練習題目 »
A: 請照原文抄錄鋰離子電池文章中的一段文字：從含有「Compared with other」的字句開始，抄到「by lithium-ion batteries.」為止。
B: 把鋰離子電池文章裡的下面這句話譯成英文：「在模擬應用中，需要獲得在不同的運轉負載下的鋰離子電池精確動態特性，助於準確的診斷動態電池模型狀態。」

===== 文件內文

鋰離子電池具有相較其他種類的電池較高的能量密度、耐溫範圍寬可耐熱耐冷、使用壽命長、安全性佳、環境友善、無記憶效應、體積小重量輕等優勢，需求也日益增長，舉凡大至電網儲能系統的調節，在推廣再生能源時，風力與太陽能雖不需使用燃料且是乾淨能源，但會受天氣影響使得發電量變動起伏，有了電池儲能調節就可以改善電力穩定度；中至將電動汽機車與油電混和車的普遍化增加可行性，是因鋰離子電池的高續航力及壽命，促使交通工具也能減少燃料使用及碳排量；小至隨處可見的電子產品，如智慧型手機、手錶、筆記型電腦等也有鋰離子電池的蹤跡。
在模擬應用中，需要獲得在不同的運轉負載下的鋰離子電池精確動態特性，助於準確的診斷動態電池模型狀態。常用的三種鋰離子電池模型為，電化學模型(Electrochemical Models, EM)、等效電路模型(Equivalent Circuit Models, EchM)和分數階模型 (Fractional Order Models, FOM)，因為EchM的計算效率較EM高，能在電池模擬實驗中常見EchM的使用。若要更精準的預測電池暫態變化及考量非理想因素，可由許多文獻中得到FOM優於EchM的結論，進而在電池管理系統中使用FOM準確地監測電池狀態。FOM特徵是以非電氣特性的恆相位元件及特定指數階的華寶元件替代EchM中的理想電容電感，本文將提出五種較常見的FOM，推導其在含有分數階恆相位元件的模型中的時域電池端電壓與充放電電流之關係式，獲得更為精確的電氣特性結果；並以此五種模型架構代入實驗數據中比較誤差量，最後使用五種最佳化演算法對此最佳模型找出最貼近電池特性的參數組合。

Compared with other kinds of batteries, lithium-ion batteries have the advantages of high energy density, wide temperature range, long cycle life, being eco-friendly, small and light and no memory effect, etc.. Thus, lithium-ion batteries are used in a wide range of applications nowadays. For example, improving power stability of grid energy storage systems, increasing the feasibility of the generalization of electric vehicles and hybrid vehicles by their high endurance and cycle life, and a variety of electronic products powered by lithium-ion batteries.

==========
===== 條目清單

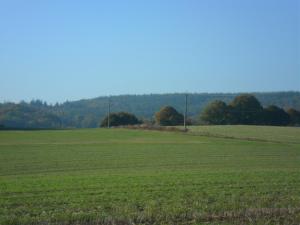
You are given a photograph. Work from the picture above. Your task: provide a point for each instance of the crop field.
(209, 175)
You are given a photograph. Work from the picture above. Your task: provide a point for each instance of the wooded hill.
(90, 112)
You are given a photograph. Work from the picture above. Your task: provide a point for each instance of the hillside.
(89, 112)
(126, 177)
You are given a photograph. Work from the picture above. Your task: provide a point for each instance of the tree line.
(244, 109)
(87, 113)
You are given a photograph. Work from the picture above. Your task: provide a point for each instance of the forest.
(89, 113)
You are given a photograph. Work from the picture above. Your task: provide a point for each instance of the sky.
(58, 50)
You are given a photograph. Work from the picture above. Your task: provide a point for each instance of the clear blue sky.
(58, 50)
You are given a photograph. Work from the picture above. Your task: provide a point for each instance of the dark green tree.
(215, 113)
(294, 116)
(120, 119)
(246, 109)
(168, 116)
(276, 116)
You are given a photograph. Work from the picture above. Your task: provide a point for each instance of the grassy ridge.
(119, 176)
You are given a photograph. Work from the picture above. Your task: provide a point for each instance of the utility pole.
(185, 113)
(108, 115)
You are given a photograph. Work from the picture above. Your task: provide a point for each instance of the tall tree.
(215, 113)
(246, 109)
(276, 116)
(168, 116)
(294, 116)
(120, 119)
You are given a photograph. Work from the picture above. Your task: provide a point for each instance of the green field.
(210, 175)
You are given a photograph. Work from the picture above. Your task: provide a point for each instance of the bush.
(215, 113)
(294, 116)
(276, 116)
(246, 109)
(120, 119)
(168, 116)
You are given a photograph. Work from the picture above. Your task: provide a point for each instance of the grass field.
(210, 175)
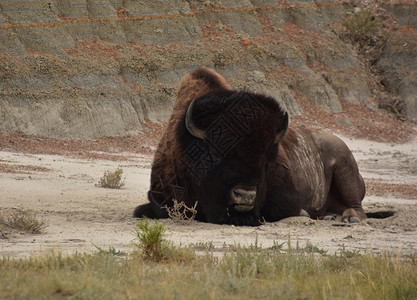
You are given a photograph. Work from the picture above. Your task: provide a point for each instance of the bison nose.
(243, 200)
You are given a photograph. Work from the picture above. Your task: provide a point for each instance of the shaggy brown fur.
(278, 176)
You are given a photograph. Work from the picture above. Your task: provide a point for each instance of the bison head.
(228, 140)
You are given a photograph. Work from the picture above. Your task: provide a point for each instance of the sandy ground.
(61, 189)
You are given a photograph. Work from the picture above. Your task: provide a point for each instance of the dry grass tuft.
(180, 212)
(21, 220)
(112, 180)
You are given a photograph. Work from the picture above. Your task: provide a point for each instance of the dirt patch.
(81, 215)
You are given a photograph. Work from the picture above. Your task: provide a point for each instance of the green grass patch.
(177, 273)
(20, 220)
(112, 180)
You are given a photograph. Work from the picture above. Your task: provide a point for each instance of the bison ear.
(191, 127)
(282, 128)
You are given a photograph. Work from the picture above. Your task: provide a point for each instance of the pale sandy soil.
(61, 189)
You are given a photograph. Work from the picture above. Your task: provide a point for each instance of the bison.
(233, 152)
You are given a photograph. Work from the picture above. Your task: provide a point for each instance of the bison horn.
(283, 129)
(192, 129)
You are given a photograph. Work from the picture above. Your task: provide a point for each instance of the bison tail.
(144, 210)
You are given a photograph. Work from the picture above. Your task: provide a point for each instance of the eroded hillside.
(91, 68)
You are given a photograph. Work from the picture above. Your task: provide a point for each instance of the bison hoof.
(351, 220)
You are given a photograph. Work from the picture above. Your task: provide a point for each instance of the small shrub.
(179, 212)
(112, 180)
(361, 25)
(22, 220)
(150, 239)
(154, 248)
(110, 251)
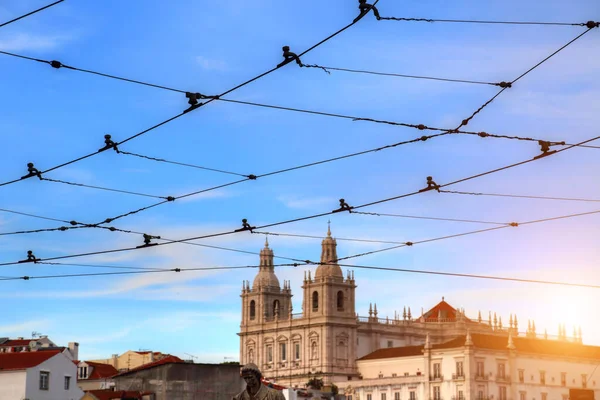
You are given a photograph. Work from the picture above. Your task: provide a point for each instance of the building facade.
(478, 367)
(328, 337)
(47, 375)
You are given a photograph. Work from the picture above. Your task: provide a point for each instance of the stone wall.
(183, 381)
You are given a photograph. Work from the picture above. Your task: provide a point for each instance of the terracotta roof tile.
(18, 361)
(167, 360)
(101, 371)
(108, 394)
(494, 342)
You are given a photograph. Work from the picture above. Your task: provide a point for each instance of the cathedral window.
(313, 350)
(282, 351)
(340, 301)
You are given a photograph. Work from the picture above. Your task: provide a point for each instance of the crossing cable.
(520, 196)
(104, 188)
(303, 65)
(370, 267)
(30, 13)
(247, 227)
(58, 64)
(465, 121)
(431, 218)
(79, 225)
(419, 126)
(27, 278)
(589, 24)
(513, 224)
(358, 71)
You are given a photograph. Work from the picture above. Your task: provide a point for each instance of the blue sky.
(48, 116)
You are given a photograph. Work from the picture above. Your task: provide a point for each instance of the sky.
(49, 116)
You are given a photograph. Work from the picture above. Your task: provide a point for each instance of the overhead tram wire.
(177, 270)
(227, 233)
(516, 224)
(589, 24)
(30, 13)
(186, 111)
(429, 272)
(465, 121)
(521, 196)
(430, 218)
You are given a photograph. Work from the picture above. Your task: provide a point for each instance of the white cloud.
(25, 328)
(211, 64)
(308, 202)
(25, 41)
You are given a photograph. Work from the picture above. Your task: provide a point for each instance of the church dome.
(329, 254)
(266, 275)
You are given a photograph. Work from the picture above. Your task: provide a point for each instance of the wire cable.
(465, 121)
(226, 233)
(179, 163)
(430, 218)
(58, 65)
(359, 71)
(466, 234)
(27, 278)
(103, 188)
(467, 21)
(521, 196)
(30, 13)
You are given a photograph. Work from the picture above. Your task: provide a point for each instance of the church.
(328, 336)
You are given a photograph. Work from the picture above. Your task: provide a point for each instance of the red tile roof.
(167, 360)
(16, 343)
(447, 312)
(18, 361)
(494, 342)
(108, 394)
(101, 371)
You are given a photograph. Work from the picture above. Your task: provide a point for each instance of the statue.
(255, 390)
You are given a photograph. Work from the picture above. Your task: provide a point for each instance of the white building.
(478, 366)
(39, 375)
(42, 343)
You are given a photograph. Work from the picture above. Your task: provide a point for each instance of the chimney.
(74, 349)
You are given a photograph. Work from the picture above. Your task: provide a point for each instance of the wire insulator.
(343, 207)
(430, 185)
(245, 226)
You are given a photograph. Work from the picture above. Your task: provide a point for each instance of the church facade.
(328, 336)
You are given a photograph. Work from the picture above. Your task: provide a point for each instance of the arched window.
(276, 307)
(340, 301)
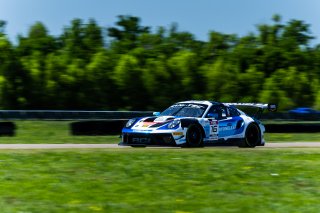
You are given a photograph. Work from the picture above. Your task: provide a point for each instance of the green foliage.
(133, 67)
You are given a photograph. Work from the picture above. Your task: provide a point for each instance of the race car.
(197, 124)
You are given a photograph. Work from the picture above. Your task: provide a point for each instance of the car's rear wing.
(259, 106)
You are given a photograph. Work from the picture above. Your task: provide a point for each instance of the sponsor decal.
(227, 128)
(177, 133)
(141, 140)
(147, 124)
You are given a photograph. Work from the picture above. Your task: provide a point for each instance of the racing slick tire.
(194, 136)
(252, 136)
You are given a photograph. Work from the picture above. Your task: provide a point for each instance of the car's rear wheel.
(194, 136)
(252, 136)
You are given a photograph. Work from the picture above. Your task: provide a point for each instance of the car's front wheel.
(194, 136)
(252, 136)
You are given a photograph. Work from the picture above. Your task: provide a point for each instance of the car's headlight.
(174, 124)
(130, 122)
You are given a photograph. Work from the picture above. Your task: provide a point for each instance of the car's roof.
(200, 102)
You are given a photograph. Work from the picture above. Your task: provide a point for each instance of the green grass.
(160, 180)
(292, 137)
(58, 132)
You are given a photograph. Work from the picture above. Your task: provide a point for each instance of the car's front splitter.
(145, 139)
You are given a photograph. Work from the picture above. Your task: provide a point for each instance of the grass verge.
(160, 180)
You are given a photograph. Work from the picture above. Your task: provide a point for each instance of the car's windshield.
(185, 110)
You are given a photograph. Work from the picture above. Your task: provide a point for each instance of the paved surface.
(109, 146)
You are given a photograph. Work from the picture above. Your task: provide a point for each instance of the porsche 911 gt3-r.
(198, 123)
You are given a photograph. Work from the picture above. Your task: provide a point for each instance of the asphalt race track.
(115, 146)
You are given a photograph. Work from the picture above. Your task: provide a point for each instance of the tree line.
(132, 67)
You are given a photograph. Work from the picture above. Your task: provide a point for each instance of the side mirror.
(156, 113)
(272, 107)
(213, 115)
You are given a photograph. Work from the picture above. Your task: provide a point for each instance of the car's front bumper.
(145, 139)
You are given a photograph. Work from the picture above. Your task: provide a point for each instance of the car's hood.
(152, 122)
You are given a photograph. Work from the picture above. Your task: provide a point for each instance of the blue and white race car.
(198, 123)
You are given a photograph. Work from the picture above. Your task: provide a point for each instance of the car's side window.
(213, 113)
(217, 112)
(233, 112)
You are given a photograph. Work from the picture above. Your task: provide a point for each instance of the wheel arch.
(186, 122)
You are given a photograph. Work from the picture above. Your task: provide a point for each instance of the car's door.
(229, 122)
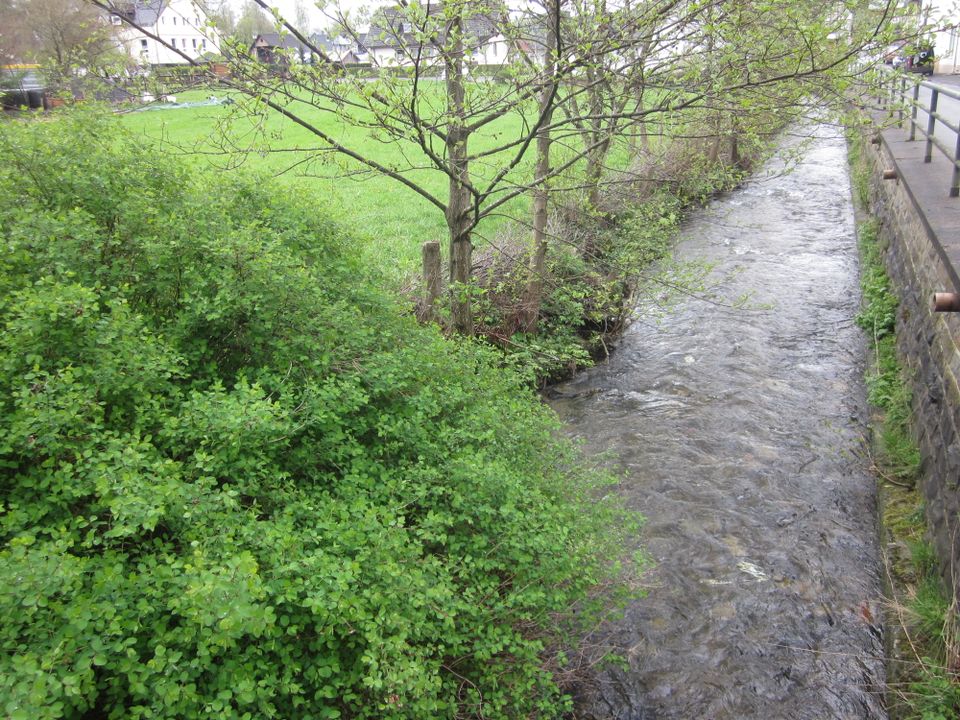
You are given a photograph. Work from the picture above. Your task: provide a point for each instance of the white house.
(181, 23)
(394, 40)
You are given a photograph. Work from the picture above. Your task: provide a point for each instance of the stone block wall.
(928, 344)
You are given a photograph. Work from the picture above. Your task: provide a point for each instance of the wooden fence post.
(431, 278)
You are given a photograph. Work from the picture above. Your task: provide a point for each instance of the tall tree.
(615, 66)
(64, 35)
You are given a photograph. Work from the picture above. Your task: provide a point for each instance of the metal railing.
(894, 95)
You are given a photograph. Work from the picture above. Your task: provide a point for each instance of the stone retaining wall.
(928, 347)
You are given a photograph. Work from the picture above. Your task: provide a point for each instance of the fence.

==========

參考解答 »
A:
Compared with other kinds of batteries, lithium-ion batteries have the advantages of high energy density, wide temperature range, long cycle life, being eco-friendly, small and light and no memory effect, etc.. Thus, lithium-ion batteries are used in a wide range of applications nowadays. For example, improving power stability of grid energy storage systems, increasing the feasibility of the generalization of electric vehicles and hybrid vehicles by their high endurance and cycle life, and a variety of electronic products powered by lithium-ion batteries.

B: In simulation applications, it is necessary to obtain the precise dynamic characteristics of lithium-ion batteries under different operating loads, which helps to accurately diagnose the state of dynamic battery models.